What's weird is that those naming conventions, relics of the late 80s, persisted with the launch of MGS1 nearly ten years later. As credits roll over MGS1s' cinematic intro and Colonel Campbell describes Snake's elaborate counter-terrorism mission, it's a funny note: FOXHOUND's demands include the remains of someone whose name is apparently still Big Boss.

It's as if despite Kojima's excitement about taking advantage of new technology to bring his strange film-hybrid gaming vision one step closer to life, there were some old school concepts he clung to -- and one would be hard-pressed to blame a lack of creativity, as we'll see later. Was it that he couldn't be bothered to reinvent those concepts, or that he had a use for them?

One would have to guess the latter. MGS1 became better known for its bosses than for the particulars of its plot; probably that game's slate of unusual major confrontations remains its defining trait. The succession of Decoy Octopus, Vulcan Raven, Sniper Wolf and Psycho Mantis demonstrates precious little more innovation on the naming side; just like most MGS characters, they get a basic title (the adjective-animal conjunction is particular to members of the FOXHOUND unit). They don't sound very interesting, and yet they are.

_Set problem 1:_ Summarize the passage on Metal Gear Solid naming in two sentences.
_Set problem 2:_ Output the part of the passage on Metal Gear Solid naming that opens with the words containing "What's weird is" and closes with "use for them?".

_Object position labeling lines:_

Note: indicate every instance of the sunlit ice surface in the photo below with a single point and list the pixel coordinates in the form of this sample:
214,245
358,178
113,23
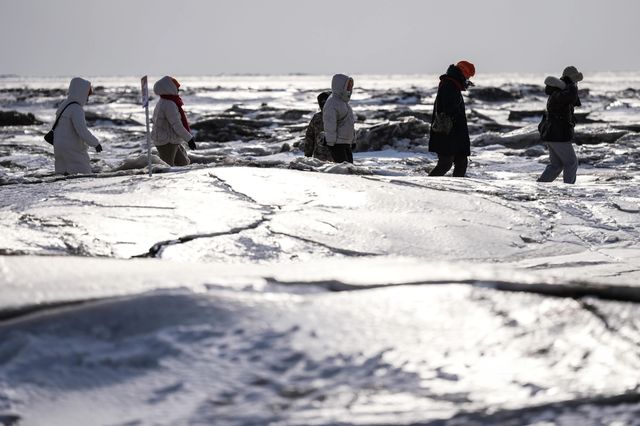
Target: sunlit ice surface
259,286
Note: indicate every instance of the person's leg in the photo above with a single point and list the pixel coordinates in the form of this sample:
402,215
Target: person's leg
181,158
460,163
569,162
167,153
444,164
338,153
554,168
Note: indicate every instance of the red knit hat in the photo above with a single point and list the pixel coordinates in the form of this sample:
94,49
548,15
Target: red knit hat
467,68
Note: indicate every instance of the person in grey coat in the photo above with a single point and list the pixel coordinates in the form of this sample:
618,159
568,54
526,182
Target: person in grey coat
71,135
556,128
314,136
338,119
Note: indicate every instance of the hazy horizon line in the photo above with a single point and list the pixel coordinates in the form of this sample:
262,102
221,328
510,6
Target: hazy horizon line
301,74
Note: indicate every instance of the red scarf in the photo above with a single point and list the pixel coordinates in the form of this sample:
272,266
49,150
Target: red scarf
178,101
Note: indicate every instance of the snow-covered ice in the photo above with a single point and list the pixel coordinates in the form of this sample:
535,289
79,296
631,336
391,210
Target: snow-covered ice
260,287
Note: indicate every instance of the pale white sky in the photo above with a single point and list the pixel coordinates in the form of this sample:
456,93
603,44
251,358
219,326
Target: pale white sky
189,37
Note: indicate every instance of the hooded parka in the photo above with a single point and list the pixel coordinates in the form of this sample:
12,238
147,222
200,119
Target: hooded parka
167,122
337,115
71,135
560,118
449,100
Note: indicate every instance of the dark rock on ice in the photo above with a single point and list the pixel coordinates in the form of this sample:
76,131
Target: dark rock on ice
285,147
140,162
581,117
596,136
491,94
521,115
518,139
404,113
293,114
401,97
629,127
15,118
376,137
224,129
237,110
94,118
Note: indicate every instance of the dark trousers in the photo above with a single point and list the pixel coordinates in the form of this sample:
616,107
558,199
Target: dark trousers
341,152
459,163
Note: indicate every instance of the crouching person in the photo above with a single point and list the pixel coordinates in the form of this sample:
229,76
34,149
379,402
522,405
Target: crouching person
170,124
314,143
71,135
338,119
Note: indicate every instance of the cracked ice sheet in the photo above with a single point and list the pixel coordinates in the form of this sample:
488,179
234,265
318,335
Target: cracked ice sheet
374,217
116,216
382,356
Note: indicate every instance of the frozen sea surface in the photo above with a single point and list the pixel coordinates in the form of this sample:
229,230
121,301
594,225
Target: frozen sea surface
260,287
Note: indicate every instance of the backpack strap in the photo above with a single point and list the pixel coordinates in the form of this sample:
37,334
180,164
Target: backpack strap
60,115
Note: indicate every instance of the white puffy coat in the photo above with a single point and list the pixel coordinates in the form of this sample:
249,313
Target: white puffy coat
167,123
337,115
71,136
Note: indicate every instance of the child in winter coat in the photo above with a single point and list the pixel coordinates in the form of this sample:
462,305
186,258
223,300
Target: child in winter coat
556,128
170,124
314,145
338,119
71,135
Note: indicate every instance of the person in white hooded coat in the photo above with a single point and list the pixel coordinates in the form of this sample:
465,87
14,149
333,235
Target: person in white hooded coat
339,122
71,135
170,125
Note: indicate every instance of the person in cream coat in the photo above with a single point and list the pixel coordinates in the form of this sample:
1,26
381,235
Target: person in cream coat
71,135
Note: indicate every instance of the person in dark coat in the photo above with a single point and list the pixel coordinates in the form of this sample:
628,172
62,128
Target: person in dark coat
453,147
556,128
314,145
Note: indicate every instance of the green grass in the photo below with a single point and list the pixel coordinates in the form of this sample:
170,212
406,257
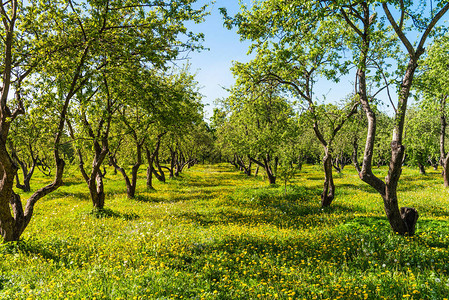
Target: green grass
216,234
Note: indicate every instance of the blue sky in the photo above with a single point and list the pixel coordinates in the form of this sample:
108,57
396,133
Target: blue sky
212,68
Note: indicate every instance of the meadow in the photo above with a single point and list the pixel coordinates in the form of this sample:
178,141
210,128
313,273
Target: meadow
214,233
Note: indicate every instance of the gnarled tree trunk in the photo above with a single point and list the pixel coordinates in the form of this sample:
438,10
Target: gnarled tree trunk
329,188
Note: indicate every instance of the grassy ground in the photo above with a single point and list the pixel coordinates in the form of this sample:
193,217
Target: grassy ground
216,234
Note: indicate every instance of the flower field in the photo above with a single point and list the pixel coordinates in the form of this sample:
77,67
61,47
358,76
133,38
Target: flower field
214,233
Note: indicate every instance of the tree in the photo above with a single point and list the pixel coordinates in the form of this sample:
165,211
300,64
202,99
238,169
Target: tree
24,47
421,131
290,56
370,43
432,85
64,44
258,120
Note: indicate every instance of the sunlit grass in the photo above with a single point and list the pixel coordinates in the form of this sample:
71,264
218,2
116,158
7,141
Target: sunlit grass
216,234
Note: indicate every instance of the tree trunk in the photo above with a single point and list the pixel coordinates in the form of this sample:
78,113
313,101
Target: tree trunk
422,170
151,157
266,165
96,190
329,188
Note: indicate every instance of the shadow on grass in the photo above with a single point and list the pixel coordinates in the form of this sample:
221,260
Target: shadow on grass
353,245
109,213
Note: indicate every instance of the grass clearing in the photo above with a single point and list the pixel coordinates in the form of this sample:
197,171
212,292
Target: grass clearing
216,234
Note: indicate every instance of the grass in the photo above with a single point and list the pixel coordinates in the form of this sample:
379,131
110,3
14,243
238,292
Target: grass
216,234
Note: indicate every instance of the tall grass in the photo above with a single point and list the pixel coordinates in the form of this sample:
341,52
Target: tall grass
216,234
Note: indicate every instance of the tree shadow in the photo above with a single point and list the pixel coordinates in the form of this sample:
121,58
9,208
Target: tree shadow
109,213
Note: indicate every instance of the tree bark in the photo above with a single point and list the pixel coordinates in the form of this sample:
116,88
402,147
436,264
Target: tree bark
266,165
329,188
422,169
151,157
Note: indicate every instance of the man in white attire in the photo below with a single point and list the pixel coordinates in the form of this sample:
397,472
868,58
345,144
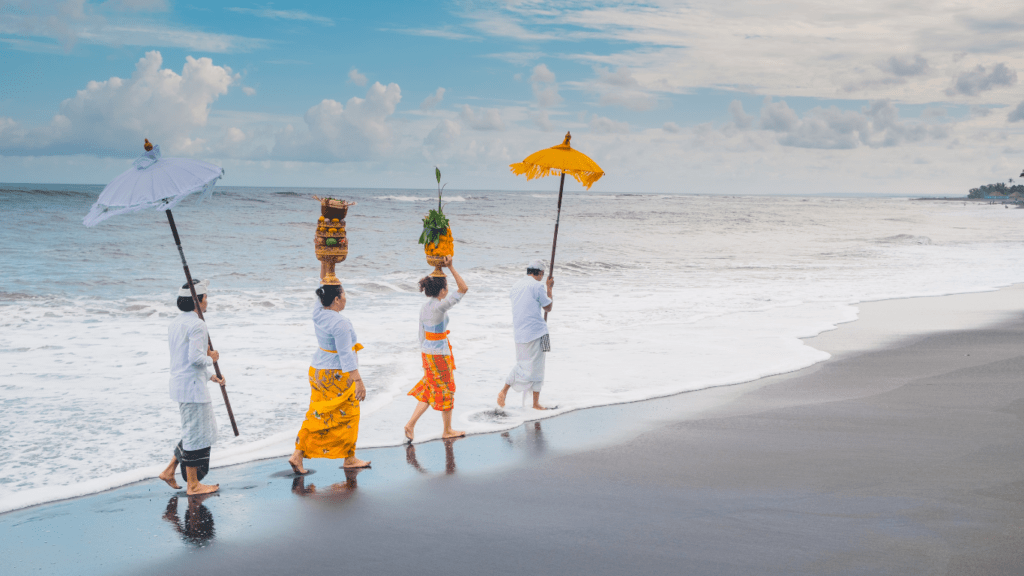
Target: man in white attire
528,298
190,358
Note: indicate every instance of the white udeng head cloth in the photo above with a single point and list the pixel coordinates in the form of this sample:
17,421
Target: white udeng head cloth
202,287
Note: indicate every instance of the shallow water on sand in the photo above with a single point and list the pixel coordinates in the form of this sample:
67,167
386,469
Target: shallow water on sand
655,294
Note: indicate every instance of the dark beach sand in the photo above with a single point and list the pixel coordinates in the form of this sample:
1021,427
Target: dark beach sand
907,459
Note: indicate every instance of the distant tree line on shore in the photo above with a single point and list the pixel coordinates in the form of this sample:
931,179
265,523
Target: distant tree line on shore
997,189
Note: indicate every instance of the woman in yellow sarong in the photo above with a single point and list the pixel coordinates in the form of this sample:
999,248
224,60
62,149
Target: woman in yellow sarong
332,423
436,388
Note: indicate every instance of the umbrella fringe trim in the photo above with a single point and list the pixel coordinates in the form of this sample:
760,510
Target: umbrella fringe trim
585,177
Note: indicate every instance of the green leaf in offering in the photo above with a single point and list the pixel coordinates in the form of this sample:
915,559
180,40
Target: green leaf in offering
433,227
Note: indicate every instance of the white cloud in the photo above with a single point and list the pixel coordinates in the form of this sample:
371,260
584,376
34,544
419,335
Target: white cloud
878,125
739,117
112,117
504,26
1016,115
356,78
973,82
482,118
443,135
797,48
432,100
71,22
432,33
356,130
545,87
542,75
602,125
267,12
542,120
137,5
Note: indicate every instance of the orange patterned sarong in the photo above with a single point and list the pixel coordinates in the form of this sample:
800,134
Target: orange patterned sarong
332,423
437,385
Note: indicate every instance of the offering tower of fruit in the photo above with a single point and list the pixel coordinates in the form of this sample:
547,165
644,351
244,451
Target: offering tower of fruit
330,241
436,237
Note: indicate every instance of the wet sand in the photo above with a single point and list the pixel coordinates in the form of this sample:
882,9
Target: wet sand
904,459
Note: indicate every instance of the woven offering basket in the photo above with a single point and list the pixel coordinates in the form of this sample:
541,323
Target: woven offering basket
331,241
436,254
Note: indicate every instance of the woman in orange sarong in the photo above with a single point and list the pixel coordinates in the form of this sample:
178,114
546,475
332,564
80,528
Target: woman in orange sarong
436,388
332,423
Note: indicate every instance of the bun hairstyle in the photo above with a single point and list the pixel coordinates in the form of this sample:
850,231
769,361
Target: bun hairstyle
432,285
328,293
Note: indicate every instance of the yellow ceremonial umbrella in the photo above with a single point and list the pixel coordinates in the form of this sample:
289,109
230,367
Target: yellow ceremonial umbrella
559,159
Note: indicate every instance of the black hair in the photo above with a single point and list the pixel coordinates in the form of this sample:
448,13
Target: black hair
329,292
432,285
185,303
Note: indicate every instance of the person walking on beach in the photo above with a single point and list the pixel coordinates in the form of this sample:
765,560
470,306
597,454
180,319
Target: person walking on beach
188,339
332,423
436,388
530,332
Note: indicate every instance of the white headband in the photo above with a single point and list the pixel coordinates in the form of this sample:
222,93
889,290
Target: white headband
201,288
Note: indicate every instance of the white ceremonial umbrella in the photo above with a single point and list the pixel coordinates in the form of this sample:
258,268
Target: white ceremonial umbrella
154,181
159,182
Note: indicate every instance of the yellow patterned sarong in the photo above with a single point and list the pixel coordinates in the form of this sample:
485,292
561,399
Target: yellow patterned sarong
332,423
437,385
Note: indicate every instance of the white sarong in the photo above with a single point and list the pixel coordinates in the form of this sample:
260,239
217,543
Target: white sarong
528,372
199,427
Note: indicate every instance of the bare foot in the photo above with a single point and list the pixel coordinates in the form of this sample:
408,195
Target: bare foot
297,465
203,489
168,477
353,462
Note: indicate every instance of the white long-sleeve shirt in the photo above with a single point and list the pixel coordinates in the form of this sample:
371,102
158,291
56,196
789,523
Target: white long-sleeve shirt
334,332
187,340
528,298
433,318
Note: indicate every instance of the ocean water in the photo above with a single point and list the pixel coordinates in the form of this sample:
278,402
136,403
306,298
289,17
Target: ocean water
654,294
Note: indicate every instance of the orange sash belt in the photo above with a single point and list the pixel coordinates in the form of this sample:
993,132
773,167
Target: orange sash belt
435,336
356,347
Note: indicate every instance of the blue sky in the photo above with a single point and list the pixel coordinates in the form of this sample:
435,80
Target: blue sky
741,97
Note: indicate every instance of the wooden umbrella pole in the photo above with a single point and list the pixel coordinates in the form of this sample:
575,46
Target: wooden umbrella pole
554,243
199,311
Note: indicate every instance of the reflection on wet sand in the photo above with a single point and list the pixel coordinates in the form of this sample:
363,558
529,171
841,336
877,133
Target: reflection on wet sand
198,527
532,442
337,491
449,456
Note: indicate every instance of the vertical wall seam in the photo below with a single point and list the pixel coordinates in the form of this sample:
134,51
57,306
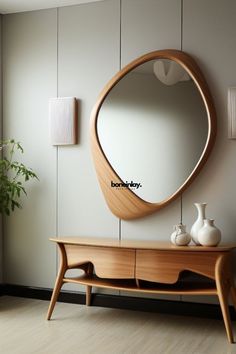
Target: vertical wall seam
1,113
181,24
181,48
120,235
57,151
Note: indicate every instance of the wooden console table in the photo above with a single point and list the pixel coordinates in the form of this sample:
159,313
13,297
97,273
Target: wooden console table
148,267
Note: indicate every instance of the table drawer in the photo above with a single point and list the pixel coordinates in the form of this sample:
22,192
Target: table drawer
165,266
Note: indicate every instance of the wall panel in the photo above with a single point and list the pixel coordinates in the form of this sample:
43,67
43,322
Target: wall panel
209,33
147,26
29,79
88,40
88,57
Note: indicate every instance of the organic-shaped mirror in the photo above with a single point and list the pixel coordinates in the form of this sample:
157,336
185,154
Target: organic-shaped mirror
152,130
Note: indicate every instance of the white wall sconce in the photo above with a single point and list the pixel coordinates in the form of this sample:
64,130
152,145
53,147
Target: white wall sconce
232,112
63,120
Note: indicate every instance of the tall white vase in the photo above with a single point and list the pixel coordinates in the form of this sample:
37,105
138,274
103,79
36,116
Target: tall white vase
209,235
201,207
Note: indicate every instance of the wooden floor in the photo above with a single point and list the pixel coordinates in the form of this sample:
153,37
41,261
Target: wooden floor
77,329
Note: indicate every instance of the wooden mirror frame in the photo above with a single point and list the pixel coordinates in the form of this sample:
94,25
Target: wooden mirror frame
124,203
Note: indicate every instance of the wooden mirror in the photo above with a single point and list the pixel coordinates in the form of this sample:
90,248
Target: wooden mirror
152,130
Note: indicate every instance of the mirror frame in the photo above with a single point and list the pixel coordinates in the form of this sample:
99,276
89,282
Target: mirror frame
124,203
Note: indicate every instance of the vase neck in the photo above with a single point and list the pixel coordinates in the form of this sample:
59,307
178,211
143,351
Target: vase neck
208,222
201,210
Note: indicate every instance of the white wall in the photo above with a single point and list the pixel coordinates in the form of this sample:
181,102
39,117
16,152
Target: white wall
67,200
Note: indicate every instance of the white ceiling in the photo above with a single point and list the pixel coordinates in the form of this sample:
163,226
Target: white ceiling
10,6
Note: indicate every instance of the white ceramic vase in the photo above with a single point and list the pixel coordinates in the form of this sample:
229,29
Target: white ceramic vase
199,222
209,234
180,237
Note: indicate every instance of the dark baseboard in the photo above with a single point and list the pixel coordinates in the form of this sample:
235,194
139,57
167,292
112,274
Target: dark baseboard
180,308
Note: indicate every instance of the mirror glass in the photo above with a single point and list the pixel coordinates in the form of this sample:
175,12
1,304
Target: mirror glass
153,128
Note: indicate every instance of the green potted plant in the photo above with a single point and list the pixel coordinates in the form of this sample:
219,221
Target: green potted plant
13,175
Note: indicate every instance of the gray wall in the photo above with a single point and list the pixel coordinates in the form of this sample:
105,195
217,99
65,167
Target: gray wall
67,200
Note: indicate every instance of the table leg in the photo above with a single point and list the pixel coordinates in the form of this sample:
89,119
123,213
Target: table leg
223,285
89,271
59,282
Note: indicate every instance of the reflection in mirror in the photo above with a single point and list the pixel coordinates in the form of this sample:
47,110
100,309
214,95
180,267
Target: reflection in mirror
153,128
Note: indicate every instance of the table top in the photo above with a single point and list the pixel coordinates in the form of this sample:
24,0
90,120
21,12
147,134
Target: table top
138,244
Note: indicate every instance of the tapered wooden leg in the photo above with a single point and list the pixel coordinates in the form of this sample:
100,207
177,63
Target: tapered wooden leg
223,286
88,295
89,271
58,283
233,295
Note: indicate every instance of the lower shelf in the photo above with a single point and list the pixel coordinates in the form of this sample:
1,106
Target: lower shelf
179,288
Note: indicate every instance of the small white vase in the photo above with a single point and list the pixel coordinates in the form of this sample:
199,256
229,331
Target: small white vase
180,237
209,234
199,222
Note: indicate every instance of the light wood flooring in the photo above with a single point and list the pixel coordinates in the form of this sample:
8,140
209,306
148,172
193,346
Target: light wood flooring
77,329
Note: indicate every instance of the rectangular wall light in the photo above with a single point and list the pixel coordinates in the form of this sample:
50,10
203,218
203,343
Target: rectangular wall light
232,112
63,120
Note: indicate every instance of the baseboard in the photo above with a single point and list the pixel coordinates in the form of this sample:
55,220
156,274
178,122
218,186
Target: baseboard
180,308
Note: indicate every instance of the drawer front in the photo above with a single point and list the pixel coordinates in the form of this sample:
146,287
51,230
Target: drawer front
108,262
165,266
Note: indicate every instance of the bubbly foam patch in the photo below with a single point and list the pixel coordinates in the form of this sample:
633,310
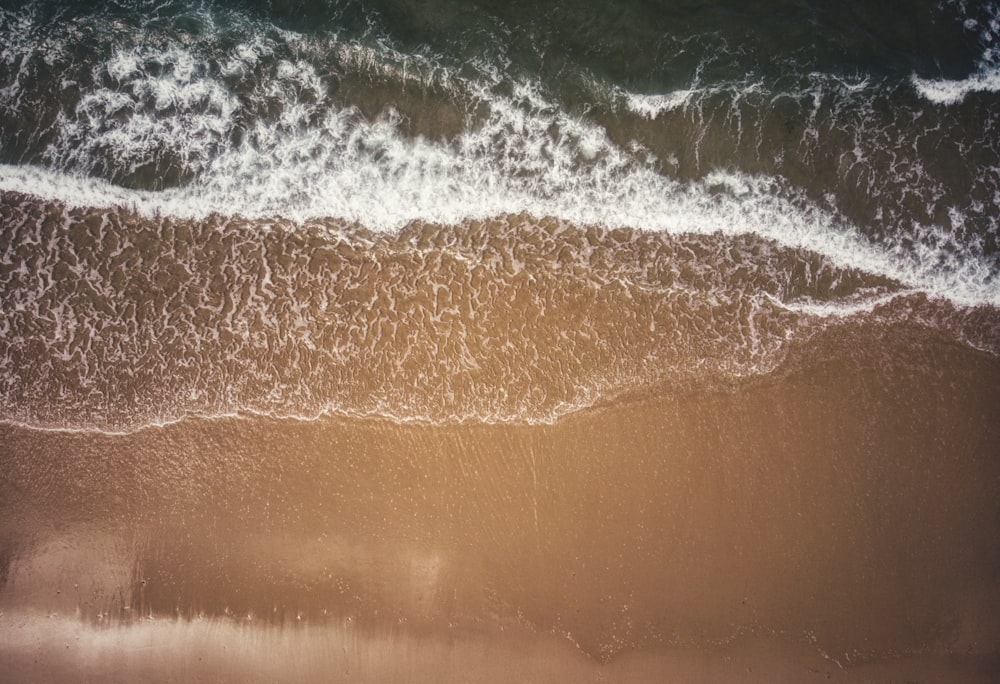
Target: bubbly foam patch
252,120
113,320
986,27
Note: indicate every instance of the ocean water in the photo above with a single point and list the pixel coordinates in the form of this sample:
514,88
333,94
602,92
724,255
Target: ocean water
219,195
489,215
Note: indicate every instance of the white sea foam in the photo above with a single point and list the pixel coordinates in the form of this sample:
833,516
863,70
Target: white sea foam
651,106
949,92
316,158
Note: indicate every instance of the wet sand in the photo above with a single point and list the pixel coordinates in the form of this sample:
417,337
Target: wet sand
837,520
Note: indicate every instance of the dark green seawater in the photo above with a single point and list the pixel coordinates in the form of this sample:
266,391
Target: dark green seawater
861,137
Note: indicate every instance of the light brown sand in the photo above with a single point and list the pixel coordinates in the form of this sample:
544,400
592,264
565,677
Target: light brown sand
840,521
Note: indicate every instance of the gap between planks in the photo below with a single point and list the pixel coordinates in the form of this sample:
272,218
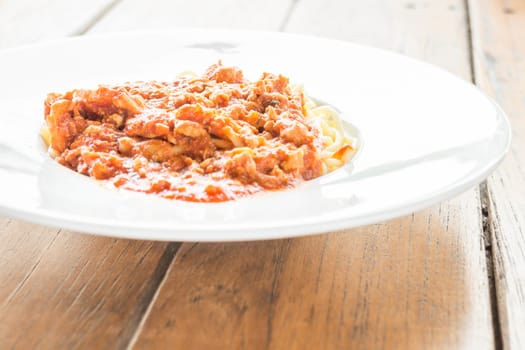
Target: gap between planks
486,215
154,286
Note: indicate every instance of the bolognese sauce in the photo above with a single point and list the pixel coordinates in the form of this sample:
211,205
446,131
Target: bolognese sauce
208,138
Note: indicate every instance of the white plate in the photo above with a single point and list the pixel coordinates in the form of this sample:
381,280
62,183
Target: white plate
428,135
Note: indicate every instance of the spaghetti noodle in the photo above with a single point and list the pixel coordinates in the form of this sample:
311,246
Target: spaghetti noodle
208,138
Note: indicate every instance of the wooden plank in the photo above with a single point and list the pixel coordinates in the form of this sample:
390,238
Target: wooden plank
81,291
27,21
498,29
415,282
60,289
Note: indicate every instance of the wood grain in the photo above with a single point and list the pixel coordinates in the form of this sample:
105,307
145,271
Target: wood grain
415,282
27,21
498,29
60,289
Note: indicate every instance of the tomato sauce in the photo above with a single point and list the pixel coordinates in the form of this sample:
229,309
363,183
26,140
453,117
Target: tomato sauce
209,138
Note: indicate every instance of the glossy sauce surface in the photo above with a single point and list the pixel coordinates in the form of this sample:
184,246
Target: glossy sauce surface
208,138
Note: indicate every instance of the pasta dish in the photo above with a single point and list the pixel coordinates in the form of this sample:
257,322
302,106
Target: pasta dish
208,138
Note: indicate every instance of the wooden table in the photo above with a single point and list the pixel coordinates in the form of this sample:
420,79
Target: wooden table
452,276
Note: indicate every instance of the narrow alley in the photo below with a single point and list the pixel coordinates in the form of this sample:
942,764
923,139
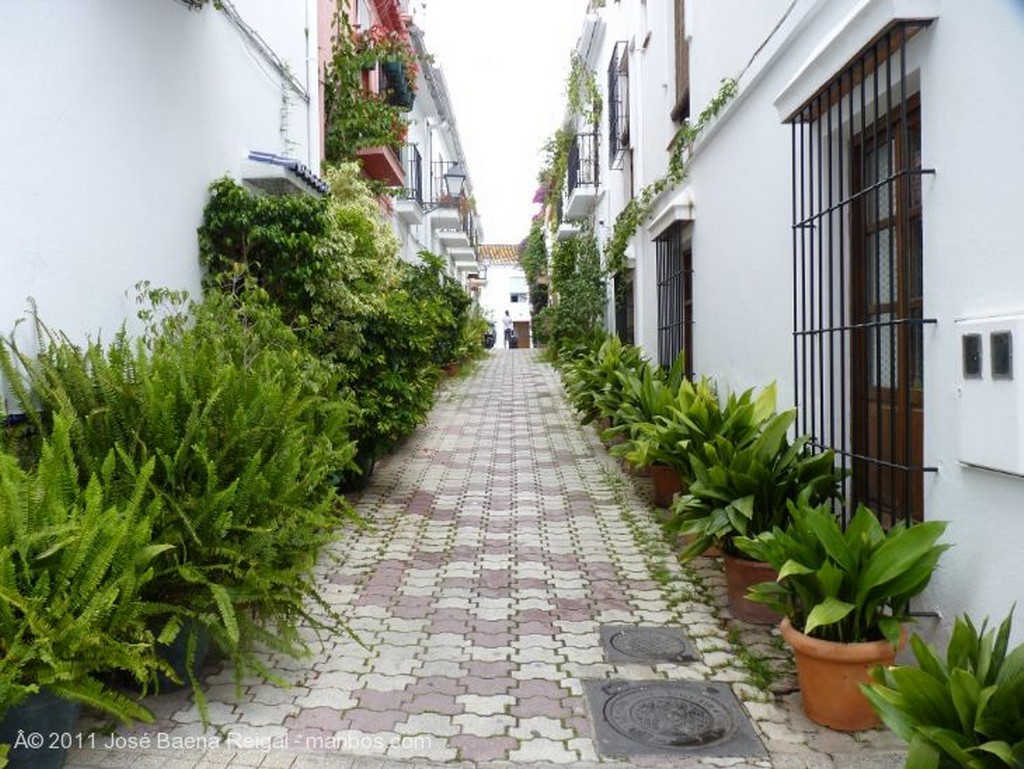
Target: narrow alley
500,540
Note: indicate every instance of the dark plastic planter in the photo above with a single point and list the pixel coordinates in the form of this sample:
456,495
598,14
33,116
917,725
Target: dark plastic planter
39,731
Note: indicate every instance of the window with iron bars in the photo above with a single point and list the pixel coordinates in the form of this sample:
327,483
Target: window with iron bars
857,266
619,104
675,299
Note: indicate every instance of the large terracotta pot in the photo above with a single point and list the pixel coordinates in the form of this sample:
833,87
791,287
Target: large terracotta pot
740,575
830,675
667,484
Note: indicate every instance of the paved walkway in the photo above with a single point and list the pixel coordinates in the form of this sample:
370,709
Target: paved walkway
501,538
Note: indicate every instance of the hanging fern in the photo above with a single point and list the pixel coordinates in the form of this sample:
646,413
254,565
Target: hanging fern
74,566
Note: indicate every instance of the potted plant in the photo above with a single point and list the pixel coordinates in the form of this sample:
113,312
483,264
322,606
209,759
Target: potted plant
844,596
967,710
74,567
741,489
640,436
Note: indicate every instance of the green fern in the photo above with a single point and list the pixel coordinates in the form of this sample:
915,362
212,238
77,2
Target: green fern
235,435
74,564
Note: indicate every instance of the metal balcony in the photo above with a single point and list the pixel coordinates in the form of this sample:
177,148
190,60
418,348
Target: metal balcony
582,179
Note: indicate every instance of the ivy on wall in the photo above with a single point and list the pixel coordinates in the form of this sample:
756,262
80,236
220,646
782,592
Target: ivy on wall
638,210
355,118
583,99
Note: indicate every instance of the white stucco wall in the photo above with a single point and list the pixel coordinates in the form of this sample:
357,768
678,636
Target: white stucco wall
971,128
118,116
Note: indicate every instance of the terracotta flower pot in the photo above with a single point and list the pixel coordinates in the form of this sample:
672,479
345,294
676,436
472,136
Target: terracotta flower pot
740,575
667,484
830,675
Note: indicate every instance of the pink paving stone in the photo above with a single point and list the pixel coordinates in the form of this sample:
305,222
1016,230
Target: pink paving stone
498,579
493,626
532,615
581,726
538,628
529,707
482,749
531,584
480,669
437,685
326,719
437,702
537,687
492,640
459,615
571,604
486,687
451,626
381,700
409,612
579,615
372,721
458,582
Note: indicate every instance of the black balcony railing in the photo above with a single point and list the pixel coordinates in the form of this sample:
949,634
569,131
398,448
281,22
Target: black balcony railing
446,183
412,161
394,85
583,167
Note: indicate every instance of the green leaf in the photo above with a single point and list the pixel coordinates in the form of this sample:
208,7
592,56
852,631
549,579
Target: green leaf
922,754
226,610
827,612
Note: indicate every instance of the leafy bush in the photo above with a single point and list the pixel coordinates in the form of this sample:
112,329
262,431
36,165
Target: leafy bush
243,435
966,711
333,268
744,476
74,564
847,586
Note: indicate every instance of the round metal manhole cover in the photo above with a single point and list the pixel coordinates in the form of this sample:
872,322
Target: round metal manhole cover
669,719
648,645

_Exercise output 1:_ Naming conventions from the late 80s persisted into MGS1 nearly ten years later, so FOXHOUND's demands in the game's intro include the remains of someone still called Big Boss. The passage guesses that Kojima kept such old concepts because he had a use for them, since MGS1 became better known for its bosses, like Decoy Octopus, Vulcan Raven, Sniper Wolf and Psycho Mantis, whose basic names don't sound very interesting even though the characters are.

_Exercise output 2:_
What's weird is that those naming conventions, relics of the late 80s, persisted with the launch of MGS1 nearly ten years later. As credits roll over MGS1s' cinematic intro and Colonel Campbell describes Snake's elaborate counter-terrorism mission, it's a funny note: FOXHOUND's demands include the remains of someone whose name is apparently still Big Boss.

It's as if despite Kojima's excitement about taking advantage of new technology to bring his strange film-hybrid gaming vision one step closer to life, there were some old school concepts he clung to -- and one would be hard-pressed to blame a lack of creativity, as we'll see later. Was it that he couldn't be bothered to reinvent those concepts, or that he had a use for them?